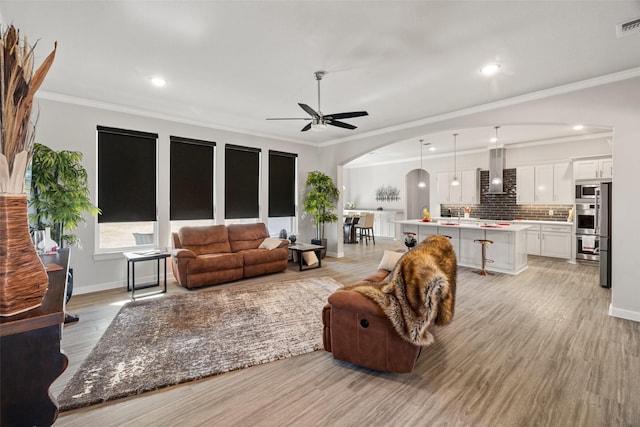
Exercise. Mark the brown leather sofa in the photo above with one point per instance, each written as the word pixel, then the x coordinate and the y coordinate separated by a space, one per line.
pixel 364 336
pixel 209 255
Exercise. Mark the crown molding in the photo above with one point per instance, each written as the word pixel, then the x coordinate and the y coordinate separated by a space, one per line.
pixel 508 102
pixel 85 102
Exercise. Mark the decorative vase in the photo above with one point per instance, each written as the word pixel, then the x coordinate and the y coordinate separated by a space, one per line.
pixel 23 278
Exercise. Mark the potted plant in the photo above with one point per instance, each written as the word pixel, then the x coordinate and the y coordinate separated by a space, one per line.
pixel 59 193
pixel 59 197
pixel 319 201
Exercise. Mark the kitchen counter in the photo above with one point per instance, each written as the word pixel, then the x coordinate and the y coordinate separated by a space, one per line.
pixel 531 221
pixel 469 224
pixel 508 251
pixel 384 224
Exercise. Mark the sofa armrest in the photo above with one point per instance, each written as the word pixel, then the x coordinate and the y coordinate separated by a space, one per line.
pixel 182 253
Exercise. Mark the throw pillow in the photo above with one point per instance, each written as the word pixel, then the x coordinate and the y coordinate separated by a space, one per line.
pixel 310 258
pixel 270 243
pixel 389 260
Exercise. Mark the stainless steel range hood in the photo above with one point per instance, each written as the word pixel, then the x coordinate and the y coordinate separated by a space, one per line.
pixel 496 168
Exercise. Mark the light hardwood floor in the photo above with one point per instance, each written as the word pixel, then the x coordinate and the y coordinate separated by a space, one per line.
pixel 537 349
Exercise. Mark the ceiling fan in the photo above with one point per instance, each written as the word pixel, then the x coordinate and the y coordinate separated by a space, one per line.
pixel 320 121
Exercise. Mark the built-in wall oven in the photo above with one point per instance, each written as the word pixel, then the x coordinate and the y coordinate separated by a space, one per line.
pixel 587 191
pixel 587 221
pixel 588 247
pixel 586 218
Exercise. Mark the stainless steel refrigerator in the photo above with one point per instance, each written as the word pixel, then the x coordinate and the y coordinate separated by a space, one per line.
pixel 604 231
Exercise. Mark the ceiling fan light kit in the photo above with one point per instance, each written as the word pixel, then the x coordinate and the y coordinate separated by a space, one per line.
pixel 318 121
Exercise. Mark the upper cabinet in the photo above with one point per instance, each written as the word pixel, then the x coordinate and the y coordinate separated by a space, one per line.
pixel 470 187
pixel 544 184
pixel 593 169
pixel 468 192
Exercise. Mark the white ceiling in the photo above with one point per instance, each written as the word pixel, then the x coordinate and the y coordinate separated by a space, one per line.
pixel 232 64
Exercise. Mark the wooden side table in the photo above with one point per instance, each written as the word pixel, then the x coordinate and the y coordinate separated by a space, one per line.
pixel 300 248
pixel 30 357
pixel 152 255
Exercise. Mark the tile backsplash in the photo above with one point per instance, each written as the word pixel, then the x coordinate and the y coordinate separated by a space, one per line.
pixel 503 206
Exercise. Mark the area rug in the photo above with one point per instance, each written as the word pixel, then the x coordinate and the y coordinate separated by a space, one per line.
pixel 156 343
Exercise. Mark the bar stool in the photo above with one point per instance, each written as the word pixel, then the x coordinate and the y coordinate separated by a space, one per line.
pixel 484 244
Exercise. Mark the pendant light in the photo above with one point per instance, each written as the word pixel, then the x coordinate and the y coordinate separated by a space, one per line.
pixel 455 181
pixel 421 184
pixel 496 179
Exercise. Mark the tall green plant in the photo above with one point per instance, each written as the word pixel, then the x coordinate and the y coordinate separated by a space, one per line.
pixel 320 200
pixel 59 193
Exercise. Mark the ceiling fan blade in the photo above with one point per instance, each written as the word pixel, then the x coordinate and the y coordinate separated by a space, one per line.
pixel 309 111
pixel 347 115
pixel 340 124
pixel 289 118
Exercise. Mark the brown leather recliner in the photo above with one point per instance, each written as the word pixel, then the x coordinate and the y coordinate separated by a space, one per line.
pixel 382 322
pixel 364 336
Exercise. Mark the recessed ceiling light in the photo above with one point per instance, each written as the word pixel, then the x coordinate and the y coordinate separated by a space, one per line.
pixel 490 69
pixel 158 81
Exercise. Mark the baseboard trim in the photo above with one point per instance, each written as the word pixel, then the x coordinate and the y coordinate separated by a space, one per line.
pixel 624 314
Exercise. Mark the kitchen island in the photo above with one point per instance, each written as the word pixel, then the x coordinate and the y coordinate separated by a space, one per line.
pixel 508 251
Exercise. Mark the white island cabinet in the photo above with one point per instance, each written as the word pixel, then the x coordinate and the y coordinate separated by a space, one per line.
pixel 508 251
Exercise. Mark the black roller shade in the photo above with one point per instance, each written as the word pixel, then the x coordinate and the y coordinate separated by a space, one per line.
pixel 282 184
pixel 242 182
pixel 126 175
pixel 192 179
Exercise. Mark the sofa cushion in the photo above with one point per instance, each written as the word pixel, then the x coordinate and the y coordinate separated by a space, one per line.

==

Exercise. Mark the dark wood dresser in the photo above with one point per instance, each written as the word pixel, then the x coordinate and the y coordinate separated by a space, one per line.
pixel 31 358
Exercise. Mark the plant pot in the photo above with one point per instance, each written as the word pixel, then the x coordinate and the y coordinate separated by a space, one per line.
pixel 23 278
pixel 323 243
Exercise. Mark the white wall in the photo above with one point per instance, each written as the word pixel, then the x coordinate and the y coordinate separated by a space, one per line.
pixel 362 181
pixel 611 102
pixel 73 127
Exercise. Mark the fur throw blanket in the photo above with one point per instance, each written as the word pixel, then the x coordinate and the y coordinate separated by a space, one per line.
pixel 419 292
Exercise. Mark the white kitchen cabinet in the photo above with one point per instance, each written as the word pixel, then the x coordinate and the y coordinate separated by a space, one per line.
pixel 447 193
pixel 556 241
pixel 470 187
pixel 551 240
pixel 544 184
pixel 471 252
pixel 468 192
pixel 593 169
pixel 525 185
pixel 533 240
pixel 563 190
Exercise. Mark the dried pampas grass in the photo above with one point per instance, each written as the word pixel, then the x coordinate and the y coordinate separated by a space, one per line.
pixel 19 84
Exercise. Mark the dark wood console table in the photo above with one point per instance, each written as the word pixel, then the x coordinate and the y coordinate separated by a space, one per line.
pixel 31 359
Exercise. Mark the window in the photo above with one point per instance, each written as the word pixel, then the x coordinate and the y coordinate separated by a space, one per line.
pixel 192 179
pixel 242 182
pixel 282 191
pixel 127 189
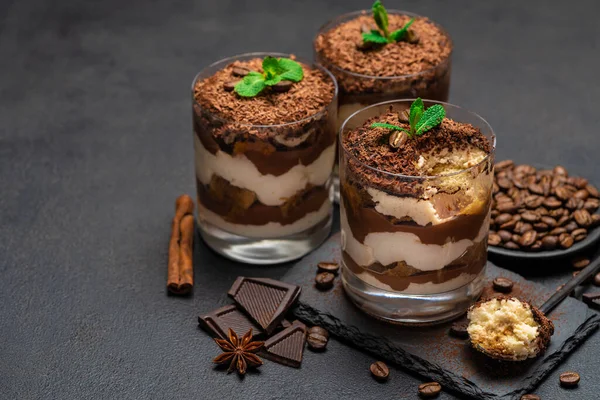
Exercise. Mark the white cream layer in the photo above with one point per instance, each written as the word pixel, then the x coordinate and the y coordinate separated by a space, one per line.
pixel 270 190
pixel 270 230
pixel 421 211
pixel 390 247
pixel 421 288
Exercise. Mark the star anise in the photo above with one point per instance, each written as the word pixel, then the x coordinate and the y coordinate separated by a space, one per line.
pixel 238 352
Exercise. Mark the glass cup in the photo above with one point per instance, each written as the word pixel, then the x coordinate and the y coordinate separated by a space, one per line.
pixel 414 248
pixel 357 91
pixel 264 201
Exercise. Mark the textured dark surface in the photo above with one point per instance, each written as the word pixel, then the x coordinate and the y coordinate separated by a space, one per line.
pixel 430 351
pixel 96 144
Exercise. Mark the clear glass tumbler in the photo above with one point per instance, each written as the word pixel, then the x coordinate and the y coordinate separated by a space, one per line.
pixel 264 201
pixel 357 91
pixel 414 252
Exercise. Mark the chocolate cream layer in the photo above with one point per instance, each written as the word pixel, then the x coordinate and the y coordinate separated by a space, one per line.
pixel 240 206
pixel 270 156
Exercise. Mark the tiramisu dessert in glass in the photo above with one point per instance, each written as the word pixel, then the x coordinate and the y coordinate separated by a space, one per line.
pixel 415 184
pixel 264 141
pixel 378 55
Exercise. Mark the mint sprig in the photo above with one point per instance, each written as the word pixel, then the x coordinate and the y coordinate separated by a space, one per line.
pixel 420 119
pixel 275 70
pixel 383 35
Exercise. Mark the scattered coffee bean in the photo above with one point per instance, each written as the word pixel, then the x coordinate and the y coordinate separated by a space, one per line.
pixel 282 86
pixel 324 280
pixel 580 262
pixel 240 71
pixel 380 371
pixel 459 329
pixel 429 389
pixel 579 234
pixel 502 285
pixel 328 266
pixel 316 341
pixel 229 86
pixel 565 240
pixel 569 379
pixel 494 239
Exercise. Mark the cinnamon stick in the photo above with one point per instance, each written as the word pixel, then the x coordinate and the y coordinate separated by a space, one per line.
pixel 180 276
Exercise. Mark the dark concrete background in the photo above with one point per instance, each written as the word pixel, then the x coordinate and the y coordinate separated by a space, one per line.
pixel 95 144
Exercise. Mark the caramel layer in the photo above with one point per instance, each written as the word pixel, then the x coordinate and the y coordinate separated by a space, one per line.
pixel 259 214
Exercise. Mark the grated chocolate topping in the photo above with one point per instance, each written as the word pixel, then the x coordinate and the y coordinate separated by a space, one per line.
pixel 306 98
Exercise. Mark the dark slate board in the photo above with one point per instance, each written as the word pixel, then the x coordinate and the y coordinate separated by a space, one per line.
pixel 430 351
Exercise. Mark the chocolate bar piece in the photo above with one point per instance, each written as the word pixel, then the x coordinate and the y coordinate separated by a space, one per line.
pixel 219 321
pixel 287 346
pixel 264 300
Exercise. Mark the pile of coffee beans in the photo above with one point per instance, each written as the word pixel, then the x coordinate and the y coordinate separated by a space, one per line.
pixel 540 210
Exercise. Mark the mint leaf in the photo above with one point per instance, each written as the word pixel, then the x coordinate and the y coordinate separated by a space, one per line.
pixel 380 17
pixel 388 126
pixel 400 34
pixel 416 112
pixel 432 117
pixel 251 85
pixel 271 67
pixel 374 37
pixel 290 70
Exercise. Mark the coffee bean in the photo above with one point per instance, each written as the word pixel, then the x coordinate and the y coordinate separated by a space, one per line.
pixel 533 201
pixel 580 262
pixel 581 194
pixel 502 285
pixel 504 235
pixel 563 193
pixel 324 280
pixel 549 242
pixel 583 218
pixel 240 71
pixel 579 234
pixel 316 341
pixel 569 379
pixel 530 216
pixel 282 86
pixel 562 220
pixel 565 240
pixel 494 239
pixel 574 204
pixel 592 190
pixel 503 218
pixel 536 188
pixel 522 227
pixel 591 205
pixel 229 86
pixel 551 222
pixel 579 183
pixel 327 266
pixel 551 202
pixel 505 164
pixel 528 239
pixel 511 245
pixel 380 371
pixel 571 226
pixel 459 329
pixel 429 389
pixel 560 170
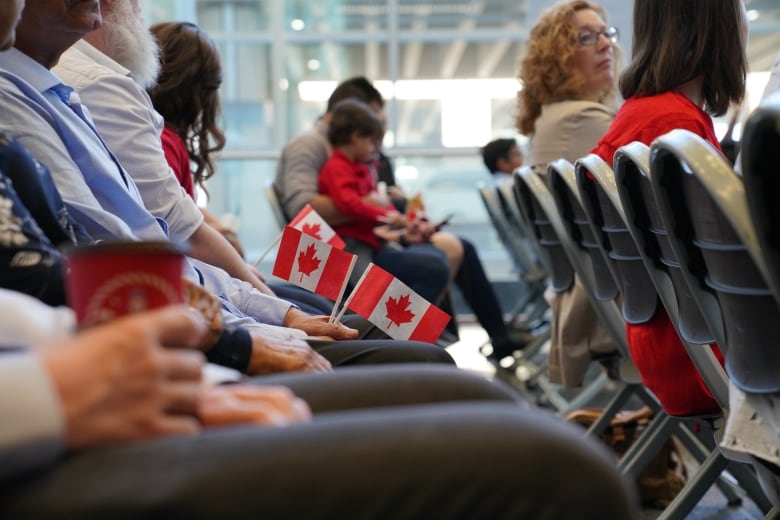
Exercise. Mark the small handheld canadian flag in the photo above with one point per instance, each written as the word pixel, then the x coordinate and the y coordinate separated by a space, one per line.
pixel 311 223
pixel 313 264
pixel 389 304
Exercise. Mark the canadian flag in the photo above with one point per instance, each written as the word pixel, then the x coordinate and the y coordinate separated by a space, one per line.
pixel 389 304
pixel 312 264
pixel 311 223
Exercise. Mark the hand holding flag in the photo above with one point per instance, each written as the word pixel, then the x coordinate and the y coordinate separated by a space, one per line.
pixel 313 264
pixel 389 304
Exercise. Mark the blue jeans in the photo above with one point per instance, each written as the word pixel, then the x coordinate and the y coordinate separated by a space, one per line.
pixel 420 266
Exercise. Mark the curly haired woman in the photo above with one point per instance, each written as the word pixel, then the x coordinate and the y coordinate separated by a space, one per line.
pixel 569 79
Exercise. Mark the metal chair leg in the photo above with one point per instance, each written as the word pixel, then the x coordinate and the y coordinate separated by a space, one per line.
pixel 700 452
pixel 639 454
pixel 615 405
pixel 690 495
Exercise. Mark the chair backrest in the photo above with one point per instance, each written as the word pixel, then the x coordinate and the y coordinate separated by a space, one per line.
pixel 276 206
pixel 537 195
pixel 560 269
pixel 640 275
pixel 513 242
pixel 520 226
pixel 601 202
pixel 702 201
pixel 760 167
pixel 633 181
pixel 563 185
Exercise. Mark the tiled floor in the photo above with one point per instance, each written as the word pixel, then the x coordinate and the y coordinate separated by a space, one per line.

▶ _TASK_
Convert the records starting with the line that contains "Exercise. Mark the brown leather sofa" and going on through the line that contains "pixel 182 253" into a two-column CSV with the headers text and answer. Use one row per record, put each field in quotation marks, and turn line breaks into spaces.

▶ _PROBLEM SOLUTION_
text,answer
"Exercise. Mark the brown leather sofa in the photo above with one point per instance, each written as the word pixel, then the x coordinate and the y coordinate separated by a space, one per line.","pixel 364 336 pixel 209 255"
"Exercise. Mark the crown molding in the photo above with one point per instance, each written as the word pixel, then the x coordinate and the y coordinate separated by a space, one per line.","pixel 508 102 pixel 85 102"
"Exercise. Mark the decorative vase in the photo above with one point per instance, each written as the word pixel, then the x coordinate and the y coordinate separated by a space, one per line.","pixel 23 278"
"Exercise. Mark the potted plant in the photo above with one point per instance, each written as the word pixel, then the x coordinate and the y coordinate separated by a space, one per line.","pixel 59 193 pixel 59 197 pixel 319 201"
"Exercise. Mark the kitchen counter in the photo above with one point per instance, each written as the word pixel, then the x coordinate and the y coordinate separated by a space, one per line.","pixel 531 221 pixel 469 224 pixel 508 251 pixel 384 224"
"Exercise. Mark the sofa armrest in the photo above with one point per instance, each written as the word pixel, then the x coordinate and the y coordinate separated by a space, one per line.","pixel 182 253"